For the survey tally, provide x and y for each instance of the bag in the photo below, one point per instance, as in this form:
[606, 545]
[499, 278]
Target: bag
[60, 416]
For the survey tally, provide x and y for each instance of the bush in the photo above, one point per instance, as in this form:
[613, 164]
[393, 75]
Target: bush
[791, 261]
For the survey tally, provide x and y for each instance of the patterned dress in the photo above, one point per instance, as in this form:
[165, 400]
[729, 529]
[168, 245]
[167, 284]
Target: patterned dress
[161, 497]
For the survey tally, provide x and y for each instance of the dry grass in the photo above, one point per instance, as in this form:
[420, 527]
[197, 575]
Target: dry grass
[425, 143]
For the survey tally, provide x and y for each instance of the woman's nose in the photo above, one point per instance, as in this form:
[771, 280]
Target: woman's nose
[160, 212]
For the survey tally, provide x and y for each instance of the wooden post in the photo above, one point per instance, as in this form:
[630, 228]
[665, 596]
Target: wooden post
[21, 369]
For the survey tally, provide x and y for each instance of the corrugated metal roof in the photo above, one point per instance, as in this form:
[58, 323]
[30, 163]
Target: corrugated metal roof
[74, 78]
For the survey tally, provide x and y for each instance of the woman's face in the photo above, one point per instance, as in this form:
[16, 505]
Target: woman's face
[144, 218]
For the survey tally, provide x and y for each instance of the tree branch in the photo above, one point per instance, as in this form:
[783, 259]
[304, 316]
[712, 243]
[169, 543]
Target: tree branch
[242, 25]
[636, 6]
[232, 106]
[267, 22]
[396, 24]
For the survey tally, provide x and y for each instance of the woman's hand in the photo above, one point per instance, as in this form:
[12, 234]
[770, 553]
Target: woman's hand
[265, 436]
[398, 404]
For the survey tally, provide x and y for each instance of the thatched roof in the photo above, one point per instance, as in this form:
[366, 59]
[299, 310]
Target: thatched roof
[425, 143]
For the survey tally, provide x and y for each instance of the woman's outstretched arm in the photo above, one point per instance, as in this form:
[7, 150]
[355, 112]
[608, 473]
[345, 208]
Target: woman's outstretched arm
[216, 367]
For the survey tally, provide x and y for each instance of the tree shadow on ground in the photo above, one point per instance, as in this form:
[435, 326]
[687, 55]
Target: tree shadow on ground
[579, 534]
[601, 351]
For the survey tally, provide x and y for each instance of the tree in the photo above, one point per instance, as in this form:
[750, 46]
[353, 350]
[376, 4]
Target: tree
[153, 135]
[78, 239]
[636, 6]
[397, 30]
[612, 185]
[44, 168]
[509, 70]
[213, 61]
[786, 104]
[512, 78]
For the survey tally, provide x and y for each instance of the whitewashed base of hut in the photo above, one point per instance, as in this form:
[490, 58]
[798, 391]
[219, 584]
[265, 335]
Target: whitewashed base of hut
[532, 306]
* * * * * * * * *
→ What to produce
Print each record from the listing above exactly as it was given.

→ Your solution
For the survey tally, provide x and y for each instance of the bag in the photo below, one point per instance, as in this form:
[606, 545]
[499, 278]
Target: bag
[60, 416]
For the survey tally, provide x and y for each instance of the bush in the photo above, one point per instance, as in this form:
[613, 164]
[393, 75]
Target: bush
[791, 261]
For the survey tally, provide x and y for each instance of the patterned dress in the photo above, one point per instance, as in this form:
[165, 400]
[729, 529]
[168, 245]
[167, 284]
Target: patterned dress
[161, 497]
For the survey tally, provide x and y for each instance of the dry grass in the photo above, one point per instance, as in this form:
[420, 527]
[197, 575]
Target: dry grass
[425, 143]
For the survey tally, provide x and y for each instance of the woman's nose in the photo above, one point per instance, as in this form:
[771, 280]
Target: woman's nose
[160, 212]
For the survey tally, provide x and y for each instance of the wooden post in the photo above, one point per instance, as in this form:
[630, 228]
[665, 596]
Target: wooden post
[21, 369]
For the survey tally, provide x and y for each instance of the corrugated metal roof in the photo above, one point per instance, as in this form:
[58, 323]
[30, 163]
Target: corrugated metal roof
[74, 78]
For the survey tally, provide x and y for each instance of the woman's face in the photo above, one point per instance, as in this form:
[16, 505]
Target: woman's face
[144, 218]
For the survey tally, provide x and y for each instance of the tree branch in the photo above, one point per instance, as in this form:
[783, 259]
[304, 316]
[712, 243]
[169, 543]
Target: tree branch
[242, 25]
[636, 6]
[232, 106]
[267, 22]
[396, 24]
For the survey tally, provide x and y for each instance of the woman's hand in the photo above, one point per instance, as in this form:
[12, 234]
[770, 553]
Target: woman's hand
[265, 436]
[398, 404]
For the survey tally, provide x and y for each instance of the thatched roof in the photo above, one point per instance, as in this form:
[366, 59]
[299, 310]
Target: thatched roof
[425, 143]
For the survey tally, provide x and y for each instance of the woman's outstretched arm in the photo above, one point per instance, as in this form:
[7, 150]
[355, 112]
[608, 473]
[345, 208]
Target: woman's outstretched arm
[216, 367]
For the survey tally, provide x and y for each instance of the tree shadow on ground in the photo above, one point per instance, as in this form:
[435, 326]
[687, 55]
Target: tree shadow on ground
[579, 534]
[601, 351]
For the survey tally, provide x and y for each instance of the tree in the photo above, one point per instance, as in this form:
[750, 46]
[353, 350]
[376, 4]
Target: tree
[153, 135]
[78, 239]
[636, 6]
[397, 30]
[612, 185]
[44, 168]
[509, 70]
[213, 61]
[786, 104]
[512, 78]
For the survey tally, provide x and y for each instance of the whitewashed base of hut in the photo above, one point per instance, as in this form:
[490, 58]
[798, 391]
[219, 584]
[265, 335]
Target: whitewashed base of hut
[532, 306]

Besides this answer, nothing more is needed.